[Start of section]

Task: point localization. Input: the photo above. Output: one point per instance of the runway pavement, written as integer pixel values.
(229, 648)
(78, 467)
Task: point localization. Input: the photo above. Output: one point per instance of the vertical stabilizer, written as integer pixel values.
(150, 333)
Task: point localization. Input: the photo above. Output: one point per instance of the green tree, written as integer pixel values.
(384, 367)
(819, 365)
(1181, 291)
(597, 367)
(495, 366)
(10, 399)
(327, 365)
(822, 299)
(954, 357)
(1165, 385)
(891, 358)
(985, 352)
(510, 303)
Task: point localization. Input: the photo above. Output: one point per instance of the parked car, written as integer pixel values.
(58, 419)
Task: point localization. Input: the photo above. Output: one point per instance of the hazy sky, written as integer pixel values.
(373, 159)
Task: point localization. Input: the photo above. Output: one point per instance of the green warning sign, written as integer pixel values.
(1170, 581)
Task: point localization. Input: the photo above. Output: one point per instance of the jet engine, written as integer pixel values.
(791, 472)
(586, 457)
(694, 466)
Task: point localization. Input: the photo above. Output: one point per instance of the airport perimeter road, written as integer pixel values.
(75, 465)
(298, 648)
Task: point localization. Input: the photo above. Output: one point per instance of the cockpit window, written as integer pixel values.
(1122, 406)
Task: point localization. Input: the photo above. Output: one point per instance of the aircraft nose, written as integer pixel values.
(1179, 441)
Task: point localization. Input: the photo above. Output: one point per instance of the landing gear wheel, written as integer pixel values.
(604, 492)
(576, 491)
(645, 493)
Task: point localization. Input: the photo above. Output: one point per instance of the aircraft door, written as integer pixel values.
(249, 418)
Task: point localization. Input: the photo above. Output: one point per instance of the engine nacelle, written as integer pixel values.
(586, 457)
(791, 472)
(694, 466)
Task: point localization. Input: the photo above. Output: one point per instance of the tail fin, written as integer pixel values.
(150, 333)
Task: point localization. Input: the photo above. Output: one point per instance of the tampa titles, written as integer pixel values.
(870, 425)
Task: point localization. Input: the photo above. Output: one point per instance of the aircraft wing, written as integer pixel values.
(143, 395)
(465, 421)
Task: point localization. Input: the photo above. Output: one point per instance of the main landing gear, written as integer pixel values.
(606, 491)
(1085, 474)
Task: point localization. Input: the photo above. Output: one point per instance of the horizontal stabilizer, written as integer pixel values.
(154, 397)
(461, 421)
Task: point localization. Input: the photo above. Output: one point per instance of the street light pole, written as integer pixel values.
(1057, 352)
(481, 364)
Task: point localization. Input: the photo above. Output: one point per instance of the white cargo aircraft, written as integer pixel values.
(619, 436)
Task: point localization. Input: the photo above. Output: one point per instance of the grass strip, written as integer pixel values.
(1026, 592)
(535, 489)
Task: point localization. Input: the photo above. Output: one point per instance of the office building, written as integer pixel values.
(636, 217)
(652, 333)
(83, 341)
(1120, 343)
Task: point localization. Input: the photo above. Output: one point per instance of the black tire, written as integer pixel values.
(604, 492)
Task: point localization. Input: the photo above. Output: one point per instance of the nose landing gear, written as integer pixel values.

[End of section]

Transcribe the material in full; every line must match exactly.

Task: point localization. Input: the photo above. Output: one point per instance of the runway pavement, written as integer pixel values.
(229, 648)
(78, 467)
Task: point localization. Input: the photo above. Output: one point per instance of the vertical stabilizer, written as integer pixel values.
(150, 333)
Task: point localization. Input: the photo above. Output: one point per instance of the green tree, written as integer pixel values.
(384, 367)
(819, 365)
(1181, 291)
(597, 367)
(495, 366)
(10, 399)
(327, 365)
(822, 299)
(954, 357)
(1165, 385)
(891, 358)
(985, 352)
(510, 303)
Task: point localization. Input: the photo above. Output: one point per instance of the parked car, written as integer pixel values.
(58, 419)
Task: point localization. Input: the photo above. Output: one point per instance of the hazy sky, written as integer pixel values.
(373, 159)
Task: point localization. Input: the photo above. Output: one point per instance of the green warning sign, written as integer pixel values.
(1170, 581)
Task: point localization. Input: the photo above. Output: one point per instance of the jet engine, written as integer pixel values.
(791, 472)
(586, 457)
(694, 466)
Task: point localization. Input: the photo above. Output: one point per instance of the airport perimeter road, written as integer pixel values.
(75, 465)
(298, 648)
Task: point localization. Input: the photo above. Output: one point per instance of the cockpit window, written as integer pixel values.
(1122, 406)
Task: point localization. Input: the photo above. Output: one point per instance of the aircraft nose, written as integer pixel values.
(1179, 441)
Task: point localization. Input: the photo above. Output: one point per instance of the landing gear wheel, written as integer pixel values.
(604, 492)
(576, 491)
(645, 493)
Task: point localization. Input: the photo above. Output: one point per instance of the aircraft door, written as integer pixel values.
(249, 418)
Task: point localization. Input: the photo above. Output: one point per instance of the engine nacelle, written as integer pixel values.
(586, 457)
(791, 472)
(694, 466)
Task: point localization. Input: the photo above. Output: one point per instance of the tail fin, written as integer pixel values.
(150, 333)
Task: point localization. Input: the photo above. Output: one point per instance of the tampa titles, written as integer pixel values.
(870, 425)
Task: point localization. Input: the photo above. Output: one point per instance of the aircraft wing, written as integer pixel values.
(143, 395)
(465, 421)
Task: point localization. Input: the photo above. Output: one point per instance of the main landing gear, written as integer pixel values.
(606, 491)
(1085, 474)
Task: point localization. Input: the photo above. Output: one point per instance of the horizontal stabilizer, written as integer pixel values.
(154, 397)
(461, 421)
Task: point localization. Input: the photo above. Output: one point per instance of the street light pole, written as integer pixel values.
(1057, 352)
(481, 364)
Task: point localization. Input: the photo above. Output: one point per instance of the white cargo aircraft, written as integer pixel values.
(619, 436)
Task: point localization. Input: the photo above. Output: one point per instance of the grass strip, written as integer pixel values.
(1026, 592)
(535, 489)
Task: point localization. Input: the photo above. Output: one point per instance of the office building, written as integer pixel values.
(636, 217)
(652, 333)
(83, 341)
(1120, 343)
Task: point localization. Input: the photo above. Output: one point per instance of the black tire, written as integer pixel values.
(604, 492)
Task: point localization. Input: the photo above. Output: one point per instance of the nose landing gear, written as integer pixel values.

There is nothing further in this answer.